## WHAT IS BEING ASKED
Every entry must be echoed exactly.

## PROVIDED ENTRIES

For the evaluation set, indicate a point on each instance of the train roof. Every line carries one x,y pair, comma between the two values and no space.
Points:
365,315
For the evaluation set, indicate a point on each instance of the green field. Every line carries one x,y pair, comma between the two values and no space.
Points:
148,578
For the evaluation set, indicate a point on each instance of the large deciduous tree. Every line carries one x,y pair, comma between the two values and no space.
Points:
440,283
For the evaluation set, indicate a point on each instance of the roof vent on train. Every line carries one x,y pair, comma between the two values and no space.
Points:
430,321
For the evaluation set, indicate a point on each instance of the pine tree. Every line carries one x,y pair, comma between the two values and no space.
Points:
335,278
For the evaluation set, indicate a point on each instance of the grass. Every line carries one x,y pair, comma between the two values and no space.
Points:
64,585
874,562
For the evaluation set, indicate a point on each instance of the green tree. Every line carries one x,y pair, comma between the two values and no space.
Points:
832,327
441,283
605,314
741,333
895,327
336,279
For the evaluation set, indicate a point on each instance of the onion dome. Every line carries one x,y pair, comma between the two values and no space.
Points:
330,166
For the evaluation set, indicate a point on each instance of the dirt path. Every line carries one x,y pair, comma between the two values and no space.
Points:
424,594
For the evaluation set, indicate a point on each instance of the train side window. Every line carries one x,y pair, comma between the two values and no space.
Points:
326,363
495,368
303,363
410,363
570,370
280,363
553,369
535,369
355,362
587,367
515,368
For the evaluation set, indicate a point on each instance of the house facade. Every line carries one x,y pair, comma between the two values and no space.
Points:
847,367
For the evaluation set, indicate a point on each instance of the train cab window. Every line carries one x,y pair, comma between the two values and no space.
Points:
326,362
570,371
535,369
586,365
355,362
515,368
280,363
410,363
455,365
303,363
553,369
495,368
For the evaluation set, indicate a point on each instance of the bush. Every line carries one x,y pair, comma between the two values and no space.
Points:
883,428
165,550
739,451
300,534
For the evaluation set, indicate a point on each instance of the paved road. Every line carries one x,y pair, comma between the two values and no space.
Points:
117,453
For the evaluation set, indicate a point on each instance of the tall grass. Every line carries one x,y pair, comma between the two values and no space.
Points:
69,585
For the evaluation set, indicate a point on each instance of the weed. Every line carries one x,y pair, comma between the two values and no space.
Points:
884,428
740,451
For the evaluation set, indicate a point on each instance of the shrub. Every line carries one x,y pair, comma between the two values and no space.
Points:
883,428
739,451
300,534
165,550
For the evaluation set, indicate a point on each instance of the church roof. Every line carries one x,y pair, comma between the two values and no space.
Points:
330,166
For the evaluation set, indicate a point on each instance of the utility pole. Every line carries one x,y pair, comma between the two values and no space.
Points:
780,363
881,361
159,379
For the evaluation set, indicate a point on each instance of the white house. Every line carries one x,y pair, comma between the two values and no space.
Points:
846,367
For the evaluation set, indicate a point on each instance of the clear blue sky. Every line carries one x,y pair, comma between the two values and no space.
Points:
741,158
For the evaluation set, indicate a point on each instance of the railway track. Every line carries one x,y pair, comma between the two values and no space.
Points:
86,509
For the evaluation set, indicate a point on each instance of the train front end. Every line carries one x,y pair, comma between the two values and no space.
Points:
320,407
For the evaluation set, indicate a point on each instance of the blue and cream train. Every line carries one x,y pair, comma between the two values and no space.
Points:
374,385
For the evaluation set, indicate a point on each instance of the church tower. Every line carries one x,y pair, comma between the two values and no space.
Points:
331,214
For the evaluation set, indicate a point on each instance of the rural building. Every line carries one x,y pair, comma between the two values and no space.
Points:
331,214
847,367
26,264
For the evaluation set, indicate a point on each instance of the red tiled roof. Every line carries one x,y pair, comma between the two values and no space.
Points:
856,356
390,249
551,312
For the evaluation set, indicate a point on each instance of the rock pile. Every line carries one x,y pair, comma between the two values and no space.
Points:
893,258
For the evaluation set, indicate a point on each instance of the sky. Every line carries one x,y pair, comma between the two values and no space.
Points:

## SOLUTION TO THE EXERCISE
For the evaluation set, indicate a point on each instance of the train roof. Every line carries one x,y pair, comma between the two values and no space.
Points:
365,315
For the evaluation set, indicate a point on each instance of the green field. Every line carries one x,y pair, comma between the two values and no space.
Points:
148,578
For the evaluation set, indicate a point on each instance of the large deciduous tree. Every line carries one x,y pair, comma between the two values and no space.
Points:
440,283
For the evaluation set, indicate a point on each instance of the roof vent on train. Every line carries one x,y pair, comma between the two values and no space.
Points:
430,321
For the evaluation set, indicate a point on each instance of the pine tree. Every line carries one x,y pair, comma between the two values and no space.
Points:
335,278
For the evaluation set, indicate a point on each instance of the grass. Every line carries one x,y pair, comma between the two values and no space.
Points:
64,585
874,562
For the evaluation set, indicate a point on each instance of the green tree. Every line carries one x,y pair, comma between the two values and no space.
Points:
832,327
441,283
605,314
741,333
895,327
336,279
For the evaluation set, indicate a point on each instance of the onion dome. Every line carries one x,y pair, comma between the two values and no space.
Points:
330,166
For the evaluation set, indicate a point on each instance of the dirt path. Every line carries one x,y pair, comma between the two values and no space.
Points:
424,594
For the evaluation set, indicate a point on each instance of the train side window. Every line carries one x,y pair, comma between the two values and no space.
Points:
326,363
495,368
303,363
410,363
570,370
280,363
553,369
535,369
355,362
587,367
515,368
For the evaluation set, indicate a point on each instance of the house facade. Every line carries one x,y pair, comma between the two values and no space.
Points:
847,367
For the evaluation set, indicate a point on each instance of the train cab window. Every line carries one x,y pair, comma between the two values and no space.
Points:
326,362
570,371
535,369
586,365
355,362
515,368
280,363
410,363
455,365
303,363
553,369
495,368
For the evaluation set, indicate a point on each instance of the bush. Every line carries one x,y pair, comma between the two values and no space.
Points:
883,428
165,550
739,451
300,534
For the evaluation set, indicate a point on each instance of the paved road. Every line carries one x,y pair, comma between the two values and no space.
Points:
117,453
For the evaluation set, indicate a point on each instance of the tall grass. Every line carries one x,y pair, comma between the two values and no space.
Points:
69,585
For the evaluation set, indicate a point on each instance of the weed. Every line carries one x,y pair, comma between the two values and no space.
Points:
884,428
740,451
For the evaluation set, indicate a point on each instance of the shrub. Every line carries one x,y pair, comma between the two values and no space.
Points:
883,428
739,451
300,534
165,550
For the evaluation set, indicate a point on each instance of the church roof. Every line carries one x,y pair, comma between the two values and no space.
Points:
330,166
For the evaluation set, indicate a point on each instance of the utility pole. Every line carries one x,y pair, comma between the two values and no space.
Points:
780,363
881,361
159,379
For the evaluation set, indicate a point on each instance of the white house. Every line carries one x,y pair, comma between the two values and no space.
Points:
846,367
For the evaluation set, indicate a point on each instance of the clear blue sky. Every line carries one x,y pair, comma between the two values and no space.
Points:
741,158
For the evaluation set, indicate a point on each instance of the railway track. Every line carries one x,y pair, comma between the two values and no space.
Points:
86,509
For the evaluation set, indicate a point on each instance of the train front end. Every line carries one x,y pair, comma between the two values and no space.
Points:
320,407
For the evaluation set, indicate a point on each instance of the blue and cream train. Every line carries one x,y pair, comma between the two values and no space.
Points:
374,385
For the evaluation set, indicate a point on each instance of the church tower. Every line carries one x,y pair, comma between the two values and no space.
Points:
331,214
For the evaluation set, indicate a point on each instance of the rural building. Every line carries one x,y pair, comma between the two values and no space.
Points:
331,214
847,367
26,264
For the evaluation set, indicate a point on each instance of the red tiled roof. Every line carries one x,y pair, comma between the two values and no space.
Points:
856,356
390,249
551,312
For the evaluation set, indicate a point on each instance of the rock pile. Every line carries one x,y pair, comma between the two values and no space.
Points:
893,258
For the evaluation set, indicate a point on each instance of the sky. Every line carries one x,y pair, comma between the two values and no space.
Points:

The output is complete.